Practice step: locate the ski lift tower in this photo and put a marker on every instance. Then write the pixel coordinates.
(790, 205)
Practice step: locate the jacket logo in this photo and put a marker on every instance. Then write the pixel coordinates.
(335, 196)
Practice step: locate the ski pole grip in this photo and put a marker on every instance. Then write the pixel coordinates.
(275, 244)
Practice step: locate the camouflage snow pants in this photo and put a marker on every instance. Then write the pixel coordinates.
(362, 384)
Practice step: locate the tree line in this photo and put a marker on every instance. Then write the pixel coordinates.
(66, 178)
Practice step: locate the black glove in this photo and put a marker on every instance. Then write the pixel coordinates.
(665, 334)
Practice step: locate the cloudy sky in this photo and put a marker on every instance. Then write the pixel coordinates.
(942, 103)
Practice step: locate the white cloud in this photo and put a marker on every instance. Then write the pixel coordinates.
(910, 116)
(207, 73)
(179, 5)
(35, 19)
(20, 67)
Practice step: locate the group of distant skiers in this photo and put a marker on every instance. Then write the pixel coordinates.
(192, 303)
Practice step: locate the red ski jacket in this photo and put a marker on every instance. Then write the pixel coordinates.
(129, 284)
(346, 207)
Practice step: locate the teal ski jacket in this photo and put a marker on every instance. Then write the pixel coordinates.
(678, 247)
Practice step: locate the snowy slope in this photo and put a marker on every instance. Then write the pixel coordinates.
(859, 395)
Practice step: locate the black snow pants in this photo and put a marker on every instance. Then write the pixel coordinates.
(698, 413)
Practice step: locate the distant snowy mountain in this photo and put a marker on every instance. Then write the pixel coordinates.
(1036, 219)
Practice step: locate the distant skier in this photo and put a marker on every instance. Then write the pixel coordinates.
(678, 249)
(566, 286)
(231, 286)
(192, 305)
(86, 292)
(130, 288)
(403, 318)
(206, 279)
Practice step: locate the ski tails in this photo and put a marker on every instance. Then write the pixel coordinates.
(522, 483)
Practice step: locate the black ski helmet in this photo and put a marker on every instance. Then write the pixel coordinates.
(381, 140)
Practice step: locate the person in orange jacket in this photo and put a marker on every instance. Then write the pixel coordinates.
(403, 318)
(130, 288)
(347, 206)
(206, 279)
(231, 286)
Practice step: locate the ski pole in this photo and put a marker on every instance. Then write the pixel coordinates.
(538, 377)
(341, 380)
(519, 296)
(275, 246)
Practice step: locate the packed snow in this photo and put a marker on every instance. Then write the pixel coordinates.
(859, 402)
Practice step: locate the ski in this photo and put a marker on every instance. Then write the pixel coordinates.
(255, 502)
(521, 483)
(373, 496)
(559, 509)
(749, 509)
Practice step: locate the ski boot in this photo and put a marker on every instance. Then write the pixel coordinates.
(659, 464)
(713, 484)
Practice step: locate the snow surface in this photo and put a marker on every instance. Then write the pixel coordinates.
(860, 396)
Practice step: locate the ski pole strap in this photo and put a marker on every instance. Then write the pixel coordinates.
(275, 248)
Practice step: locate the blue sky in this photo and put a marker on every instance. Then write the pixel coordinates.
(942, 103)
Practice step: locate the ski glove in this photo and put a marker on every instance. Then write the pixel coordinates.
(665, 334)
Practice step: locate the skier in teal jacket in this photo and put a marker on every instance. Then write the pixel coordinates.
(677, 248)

·····

EXERCISE – Reproduce every line of the material above exactly.

EXERCISE RESPONSE –
Practice step: locate the ski lift tower in this photo and put a marker on every instance. Then write the pixel coordinates.
(790, 205)
Practice step: locate the jacket logo in this photo and put a marker on every instance. Then write the pixel coordinates.
(335, 196)
Practice step: locate the ski pole grip in this photo and put a marker on every instance. Then write the pixel coordinates.
(275, 244)
Practice step: locate the camouflage snow pants in this photo and put a marker on every instance. Then write the pixel coordinates.
(362, 384)
Practice step: locate the tree line in this photo and put a marker on every instance. Then write the pixel coordinates.
(66, 178)
Practice step: locate the black glove in this photo and put a marker on every instance. Then write the pixel coordinates.
(665, 334)
Practice step: locate the cloudy sky in this photo and put a marker on every instance. Then write the pixel coordinates.
(942, 103)
Practice step: locate the white cloud in this photo and put a marker on every instance. Then write the pixel coordinates.
(910, 116)
(207, 73)
(179, 5)
(35, 19)
(20, 67)
Practice step: locate the group of distant skiers in this photo and put a marker on every instance. Then write the pixel coordinates.
(192, 303)
Practice step: locate the red ski jacket in this photo and put a marker on every instance. Then write the pixel coordinates.
(129, 284)
(346, 207)
Practice step: locate the teal ski jacket in this photo and put a marker on every instance. Then write the pixel coordinates.
(678, 247)
Practice step: locate the snowy slope in this photo and put a marker on every instance. Then write the pixel coordinates.
(859, 395)
Practice step: locate the black snow pants in this photo and put a marker on every instance. Then write the pixel coordinates.
(698, 413)
Practice step: locate the distant snowy mountain in this photo and put a marker on every instance. Then write the pixel coordinates.
(1036, 219)
Practice step: locate the distant skier in this photo and put a marker on every instance. Then write the pixel coordinates.
(678, 249)
(566, 286)
(231, 286)
(192, 305)
(86, 292)
(130, 288)
(403, 318)
(206, 279)
Practice step: locate the ski tails in this photo and put a marker on every instance. Then write the pixel coordinates.
(522, 483)
Practice step: locate the black ski helmet in this photo and put a marker on every instance. Then write the pixel coordinates.
(381, 140)
Practice step: locate the person in orange jacket in this photo and put a marker on every instance. Then write the pixel coordinates.
(403, 318)
(130, 288)
(347, 206)
(206, 279)
(231, 286)
Practice step: locate the ski pole in this photo and put a marker on every instance. Then write the pixel coordinates.
(538, 377)
(341, 380)
(519, 296)
(275, 246)
Practice step: locate the packed snow in this photo and put a marker on every instance. Then write the pixel coordinates.
(859, 402)
Practice step: locate the ski in this photo and put a marker on every instance. Then write the pixel coordinates.
(255, 502)
(521, 483)
(373, 496)
(559, 509)
(749, 509)
Practice step: locate the ski boot in this photo and put a marker on every instance. Then write the pixel coordinates.
(659, 464)
(713, 484)
Practice step: locate the snow surface in this photo and put a marker on every instance. Then write the pixel coordinates.
(860, 396)
Practice step: locate the ski pole strap in this photo and put a marker on every instance. Then write the pixel coordinates.
(275, 248)
Practice step: locate the blue sky in this photo and put a marker on every instance. Then write the pixel coordinates.
(942, 103)
Practice step: locate the ski glove in this photo and put a marker on every instance. Then write the pixel coordinates.
(665, 334)
Practice step: locate the skier in teal jacket in this photo and put a marker on every instance. Then write the pixel coordinates.
(677, 248)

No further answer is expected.